(Saved data entries)
>>>>

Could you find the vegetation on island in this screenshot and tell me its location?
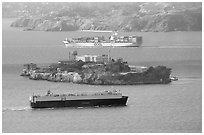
[21,59,171,85]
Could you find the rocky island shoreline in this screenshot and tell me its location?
[21,52,172,85]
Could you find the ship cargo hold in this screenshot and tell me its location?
[30,91,128,108]
[63,32,143,47]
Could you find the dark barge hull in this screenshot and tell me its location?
[30,96,128,108]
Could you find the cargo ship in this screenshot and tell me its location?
[63,32,142,47]
[30,90,128,108]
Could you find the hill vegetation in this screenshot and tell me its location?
[2,2,202,32]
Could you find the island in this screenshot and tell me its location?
[21,51,172,85]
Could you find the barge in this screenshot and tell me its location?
[30,90,128,108]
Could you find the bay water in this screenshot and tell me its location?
[2,19,202,133]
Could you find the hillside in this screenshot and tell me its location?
[2,2,202,32]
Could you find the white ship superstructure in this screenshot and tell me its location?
[63,32,142,47]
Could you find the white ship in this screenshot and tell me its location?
[63,32,142,47]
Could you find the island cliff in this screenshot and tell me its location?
[21,59,171,85]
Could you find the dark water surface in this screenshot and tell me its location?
[2,20,202,133]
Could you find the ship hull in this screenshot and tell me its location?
[30,96,128,108]
[64,43,141,47]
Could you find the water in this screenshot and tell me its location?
[2,20,202,133]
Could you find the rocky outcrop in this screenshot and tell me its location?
[23,59,171,85]
[3,2,202,31]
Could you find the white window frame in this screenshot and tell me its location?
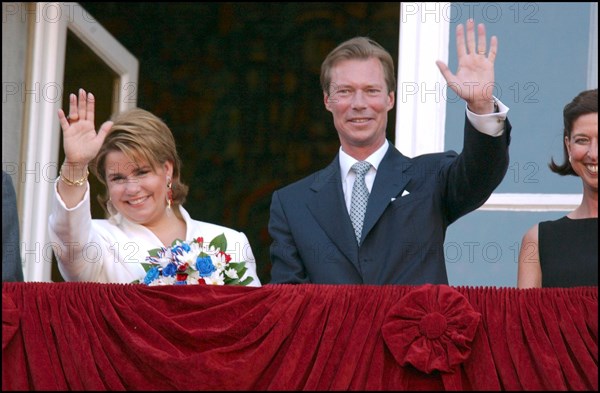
[396,2,584,211]
[20,2,139,281]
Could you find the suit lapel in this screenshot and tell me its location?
[362,145,412,239]
[307,157,360,264]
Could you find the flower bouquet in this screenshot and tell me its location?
[134,234,253,286]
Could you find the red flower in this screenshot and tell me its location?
[381,284,481,374]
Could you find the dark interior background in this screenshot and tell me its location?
[53,2,400,284]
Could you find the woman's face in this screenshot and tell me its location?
[565,113,598,192]
[105,151,173,226]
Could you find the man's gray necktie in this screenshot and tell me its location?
[350,161,371,244]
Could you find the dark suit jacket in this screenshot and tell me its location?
[269,116,511,285]
[2,171,23,281]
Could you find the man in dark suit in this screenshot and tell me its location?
[2,171,23,281]
[269,20,511,285]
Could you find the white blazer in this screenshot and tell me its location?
[48,179,261,287]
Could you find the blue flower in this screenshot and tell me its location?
[144,266,159,285]
[196,256,217,277]
[163,262,177,277]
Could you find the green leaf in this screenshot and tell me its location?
[208,233,227,252]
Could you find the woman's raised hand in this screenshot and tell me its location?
[58,89,113,166]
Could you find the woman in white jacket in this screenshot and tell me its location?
[48,89,261,286]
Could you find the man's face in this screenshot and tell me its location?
[324,58,394,159]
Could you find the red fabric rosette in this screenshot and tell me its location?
[381,284,481,374]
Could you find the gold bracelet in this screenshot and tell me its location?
[58,167,90,187]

<<<<

> _TASK GOAL_
Copy every line of these records word for word, omitting the pictures from your copy.

> _OUTPUT OF THE TASK_
Could you find the vegetation on island in this screenshot and tell me its location?
[21,59,171,85]
Could you find the rocky island shoreline in this screenshot and tell me its location?
[21,52,172,85]
Could you find the ship cargo hold in this screenshot and tell me its location?
[30,91,128,108]
[63,32,143,47]
Could you find the dark barge hull in this screenshot and tell me its location?
[30,96,128,108]
Could you find the cargo ship in this screenshot and tell me its location?
[63,32,142,47]
[30,90,128,108]
Could you find the hill vegetation in this screenshot and tell me its location?
[2,2,202,32]
Could you find the island in this screenshot and tell me its location?
[21,51,172,85]
Could you find the barge in this screenshot and tell me its location?
[30,90,128,108]
Could you find the bay water in this screenshot and tell me its location?
[2,19,202,133]
Could you find the hillside in this screenshot and tell me its location?
[2,2,202,32]
Could you find the white ship superstructure in this screenshot and tell me its location?
[63,32,142,47]
Could you find the white ship in this screenshot and tell me its location?
[63,32,142,47]
Could you find the island cliff in this screenshot and tell me its location?
[21,59,171,85]
Could you find the dark water surface in this screenshot and tell me its location?
[2,20,202,133]
Could you find the ship hull in this screenshot and tell me its location?
[30,96,128,108]
[64,43,141,47]
Could you find the water in this screenshot and tell me its location?
[2,20,202,133]
Could you find the rocky outcrop in this screenshot and tell me its location?
[23,59,171,85]
[3,2,202,31]
Could you find the white window frame in this screenshot and tell me its location?
[396,2,584,211]
[20,2,139,281]
Could you find the suit lapel in this screenshot and tell me its location?
[362,145,412,239]
[307,157,360,264]
Could you find the flower bouquet in this screenshot and tell me its location?
[134,234,253,286]
Could you find the red flower in this screenshot and tell me its location?
[381,284,481,374]
Could you find the dark interior background in this screenshot and tell me its location?
[53,2,400,284]
Could you find the woman's face in this screenshot and tell me its location?
[565,113,598,192]
[105,151,173,226]
Could you find the man's gray necktie in this screenshot and tell me its location?
[350,161,371,244]
Could you find the dark suit jacket in this screenshot and tell me its location?
[269,116,511,285]
[2,171,23,281]
Could you find the man in dark suit in this screenshot and tell me its location?
[2,171,23,281]
[269,20,511,285]
Could you find the white blazer in this screenshot and tell me its location?
[48,179,261,287]
Could you find the blue flower in this screenshot and tell me its location?
[144,266,159,285]
[196,256,217,277]
[163,262,177,277]
Could you find the green leaf in this screenshot and tell me its location?
[208,233,227,252]
Could you find the woman's raised hand in this screenshot and tell me its location?
[58,89,113,166]
Could you find the woman in white jacket in this screenshot and tell me its location?
[48,89,261,286]
Could you find the man's face in this screenshot and tell me its location?
[324,58,394,159]
Could you find the red fabric rosette in this screenshot and tell me its location?
[381,284,481,374]
Could you find the gold bracelet in this screenshot and tell me its location?
[58,167,90,187]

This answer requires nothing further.